### [Extrait du document]
──────────────────────────────

Sans présentation d'une attestation de conformité sociale délivrée par la CNPS, aucun employeur redevable ne pourra obtenir de document de voyage ou franchir les frontières camerounaises. Une mesure radicale qui transforme la police en bras armé de la protection sociale.



Cette initiative répond à une hémorragie financière préoccupante. Chaque année, plusieurs milliards de francs CFA échappent aux caisses de la CNPS du fait de la dissimulation de salariés ou du non-versement des cotisations. Ces pertes compromettent la viabilité du système de prévoyance sociale et privent des milliers de travailleurs de leurs droits à la retraite, aux allocations familiales ou à l'assurance maladie.


"La fraude sociale et l'incivisme économique plombent notre système", a martelé le DG de la CNPS lors de la cérémonie de signature. Pour lui, ce partenariat avec la DGSN constitue un tournant dans la stratégie de recouvrement des créances sociales.

──────────────────────────────

### [Entrées listées]
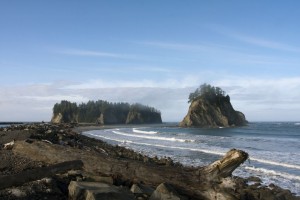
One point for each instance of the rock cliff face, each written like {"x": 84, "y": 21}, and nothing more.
{"x": 140, "y": 117}
{"x": 213, "y": 113}
{"x": 102, "y": 112}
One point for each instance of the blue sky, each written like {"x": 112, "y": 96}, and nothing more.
{"x": 151, "y": 52}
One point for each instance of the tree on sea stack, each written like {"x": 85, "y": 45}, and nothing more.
{"x": 211, "y": 108}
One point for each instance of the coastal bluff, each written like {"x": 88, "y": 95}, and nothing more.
{"x": 104, "y": 113}
{"x": 211, "y": 108}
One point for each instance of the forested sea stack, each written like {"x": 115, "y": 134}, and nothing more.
{"x": 103, "y": 112}
{"x": 211, "y": 108}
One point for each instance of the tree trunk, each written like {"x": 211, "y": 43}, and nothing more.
{"x": 38, "y": 173}
{"x": 196, "y": 182}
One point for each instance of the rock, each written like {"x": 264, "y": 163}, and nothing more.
{"x": 57, "y": 119}
{"x": 102, "y": 179}
{"x": 165, "y": 191}
{"x": 136, "y": 189}
{"x": 9, "y": 146}
{"x": 213, "y": 113}
{"x": 17, "y": 192}
{"x": 95, "y": 191}
{"x": 254, "y": 179}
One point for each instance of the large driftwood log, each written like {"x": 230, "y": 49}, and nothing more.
{"x": 224, "y": 167}
{"x": 38, "y": 173}
{"x": 196, "y": 182}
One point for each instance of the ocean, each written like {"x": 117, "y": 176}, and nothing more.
{"x": 274, "y": 147}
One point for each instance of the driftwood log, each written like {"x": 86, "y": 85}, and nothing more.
{"x": 200, "y": 183}
{"x": 38, "y": 173}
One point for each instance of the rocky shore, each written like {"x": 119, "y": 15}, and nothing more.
{"x": 45, "y": 161}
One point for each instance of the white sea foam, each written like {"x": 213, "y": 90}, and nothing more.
{"x": 276, "y": 163}
{"x": 159, "y": 145}
{"x": 135, "y": 130}
{"x": 274, "y": 173}
{"x": 151, "y": 137}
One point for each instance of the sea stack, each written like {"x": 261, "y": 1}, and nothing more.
{"x": 211, "y": 108}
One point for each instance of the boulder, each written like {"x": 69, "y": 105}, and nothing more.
{"x": 95, "y": 191}
{"x": 165, "y": 192}
{"x": 217, "y": 113}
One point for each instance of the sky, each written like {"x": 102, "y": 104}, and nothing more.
{"x": 150, "y": 52}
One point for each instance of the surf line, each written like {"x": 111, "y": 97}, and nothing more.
{"x": 274, "y": 173}
{"x": 151, "y": 137}
{"x": 275, "y": 163}
{"x": 199, "y": 150}
{"x": 159, "y": 145}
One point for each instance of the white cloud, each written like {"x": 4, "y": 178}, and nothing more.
{"x": 259, "y": 99}
{"x": 82, "y": 52}
{"x": 254, "y": 40}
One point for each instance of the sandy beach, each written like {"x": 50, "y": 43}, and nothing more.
{"x": 45, "y": 146}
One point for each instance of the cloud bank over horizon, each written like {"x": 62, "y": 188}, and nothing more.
{"x": 152, "y": 52}
{"x": 259, "y": 99}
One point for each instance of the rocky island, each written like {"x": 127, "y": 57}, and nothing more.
{"x": 211, "y": 108}
{"x": 103, "y": 113}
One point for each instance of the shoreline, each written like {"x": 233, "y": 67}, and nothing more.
{"x": 70, "y": 137}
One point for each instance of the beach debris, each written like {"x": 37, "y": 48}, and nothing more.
{"x": 9, "y": 146}
{"x": 96, "y": 190}
{"x": 38, "y": 173}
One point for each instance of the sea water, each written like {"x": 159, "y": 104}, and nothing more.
{"x": 274, "y": 148}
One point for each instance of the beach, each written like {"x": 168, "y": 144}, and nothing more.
{"x": 38, "y": 146}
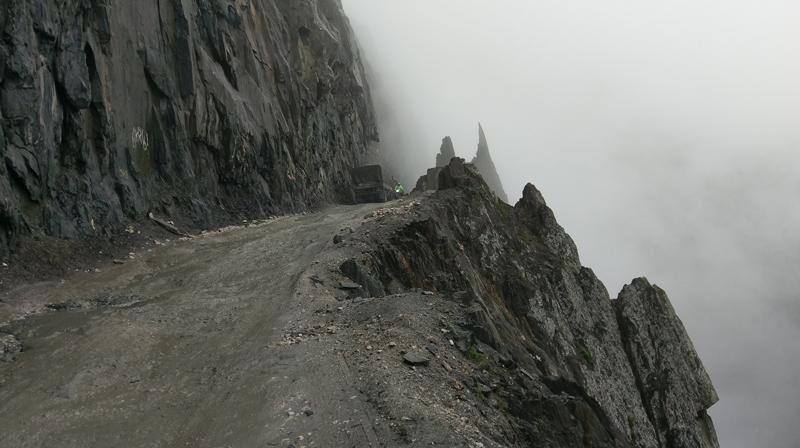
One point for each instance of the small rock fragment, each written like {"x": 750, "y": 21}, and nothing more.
{"x": 349, "y": 285}
{"x": 416, "y": 359}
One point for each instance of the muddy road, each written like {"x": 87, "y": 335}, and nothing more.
{"x": 186, "y": 346}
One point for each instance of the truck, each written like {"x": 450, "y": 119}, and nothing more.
{"x": 369, "y": 185}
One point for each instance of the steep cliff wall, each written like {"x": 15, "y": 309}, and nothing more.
{"x": 201, "y": 109}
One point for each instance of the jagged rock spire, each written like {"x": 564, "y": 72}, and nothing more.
{"x": 483, "y": 161}
{"x": 446, "y": 153}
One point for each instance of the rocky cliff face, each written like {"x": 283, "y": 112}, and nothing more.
{"x": 202, "y": 109}
{"x": 570, "y": 366}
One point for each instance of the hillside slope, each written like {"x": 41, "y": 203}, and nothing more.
{"x": 199, "y": 110}
{"x": 445, "y": 319}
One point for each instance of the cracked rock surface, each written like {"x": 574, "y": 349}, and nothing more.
{"x": 200, "y": 110}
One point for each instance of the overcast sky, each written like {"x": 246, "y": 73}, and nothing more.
{"x": 664, "y": 134}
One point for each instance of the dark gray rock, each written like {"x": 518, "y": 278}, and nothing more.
{"x": 485, "y": 165}
{"x": 446, "y": 153}
{"x": 9, "y": 347}
{"x": 525, "y": 294}
{"x": 417, "y": 359}
{"x": 195, "y": 110}
{"x": 675, "y": 387}
{"x": 355, "y": 271}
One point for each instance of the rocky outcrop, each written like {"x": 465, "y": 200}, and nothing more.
{"x": 485, "y": 165}
{"x": 201, "y": 110}
{"x": 9, "y": 347}
{"x": 570, "y": 366}
{"x": 675, "y": 388}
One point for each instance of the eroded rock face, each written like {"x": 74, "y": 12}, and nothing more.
{"x": 199, "y": 109}
{"x": 9, "y": 347}
{"x": 485, "y": 165}
{"x": 550, "y": 320}
{"x": 676, "y": 389}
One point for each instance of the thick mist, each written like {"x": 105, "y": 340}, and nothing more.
{"x": 664, "y": 135}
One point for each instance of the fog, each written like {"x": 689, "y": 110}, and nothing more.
{"x": 665, "y": 136}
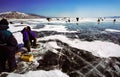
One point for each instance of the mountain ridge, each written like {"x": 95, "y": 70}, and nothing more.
{"x": 19, "y": 15}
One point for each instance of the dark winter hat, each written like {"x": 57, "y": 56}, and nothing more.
{"x": 4, "y": 22}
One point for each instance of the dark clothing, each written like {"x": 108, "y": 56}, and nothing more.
{"x": 8, "y": 46}
{"x": 26, "y": 39}
{"x": 32, "y": 37}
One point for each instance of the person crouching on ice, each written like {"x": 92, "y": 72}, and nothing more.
{"x": 26, "y": 39}
{"x": 8, "y": 46}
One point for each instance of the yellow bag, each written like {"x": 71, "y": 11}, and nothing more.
{"x": 27, "y": 57}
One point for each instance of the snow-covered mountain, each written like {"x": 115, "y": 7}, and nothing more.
{"x": 19, "y": 15}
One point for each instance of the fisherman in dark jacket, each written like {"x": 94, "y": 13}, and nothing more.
{"x": 32, "y": 37}
{"x": 26, "y": 39}
{"x": 8, "y": 45}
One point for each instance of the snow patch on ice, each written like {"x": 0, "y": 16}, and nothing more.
{"x": 40, "y": 73}
{"x": 112, "y": 30}
{"x": 98, "y": 48}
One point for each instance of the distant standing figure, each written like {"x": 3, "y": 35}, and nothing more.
{"x": 8, "y": 47}
{"x": 114, "y": 20}
{"x": 26, "y": 39}
{"x": 98, "y": 21}
{"x": 32, "y": 36}
{"x": 77, "y": 19}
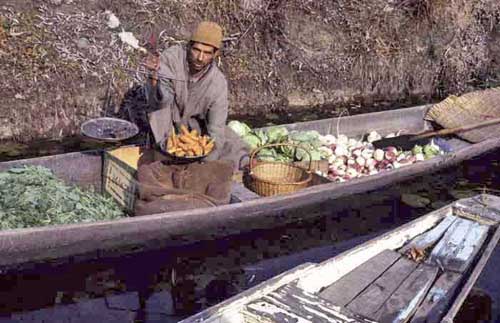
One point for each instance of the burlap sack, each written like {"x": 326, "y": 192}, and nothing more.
{"x": 166, "y": 188}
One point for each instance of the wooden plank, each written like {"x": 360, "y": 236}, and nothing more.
{"x": 406, "y": 299}
{"x": 472, "y": 278}
{"x": 482, "y": 207}
{"x": 343, "y": 291}
{"x": 332, "y": 270}
{"x": 374, "y": 297}
{"x": 438, "y": 299}
{"x": 292, "y": 302}
{"x": 232, "y": 306}
{"x": 460, "y": 244}
{"x": 430, "y": 237}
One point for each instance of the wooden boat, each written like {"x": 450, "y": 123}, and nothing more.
{"x": 419, "y": 272}
{"x": 247, "y": 212}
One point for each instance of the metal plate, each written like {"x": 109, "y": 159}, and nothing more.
{"x": 109, "y": 129}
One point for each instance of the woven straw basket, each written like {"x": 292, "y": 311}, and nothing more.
{"x": 274, "y": 178}
{"x": 470, "y": 108}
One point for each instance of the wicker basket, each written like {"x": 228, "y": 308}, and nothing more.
{"x": 274, "y": 178}
{"x": 470, "y": 108}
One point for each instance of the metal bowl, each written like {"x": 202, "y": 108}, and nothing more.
{"x": 109, "y": 129}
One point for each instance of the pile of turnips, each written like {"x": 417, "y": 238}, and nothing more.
{"x": 350, "y": 158}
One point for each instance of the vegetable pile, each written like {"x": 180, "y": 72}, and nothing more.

──────────────────────────────

### [Consigne]
Dans l'extrait sur la CNPS, recopiez s'il vous plaît le passage qui commence par "Cette initiative répond" et se poursuit jusqu'à "à l'assurance maladie.".

### [Résultat attendu]
Cette initiative répond à une hémorragie financière préoccupante. Chaque année, plusieurs milliards de francs CFA échappent aux caisses de la CNPS du fait de la dissimulation de salariés ou du non-versement des cotisations. Ces pertes compromettent la viabilité du système de prévoyance sociale et privent des milliers de travailleurs de leurs droits à la retraite, aux allocations familiales ou à l'assurance maladie.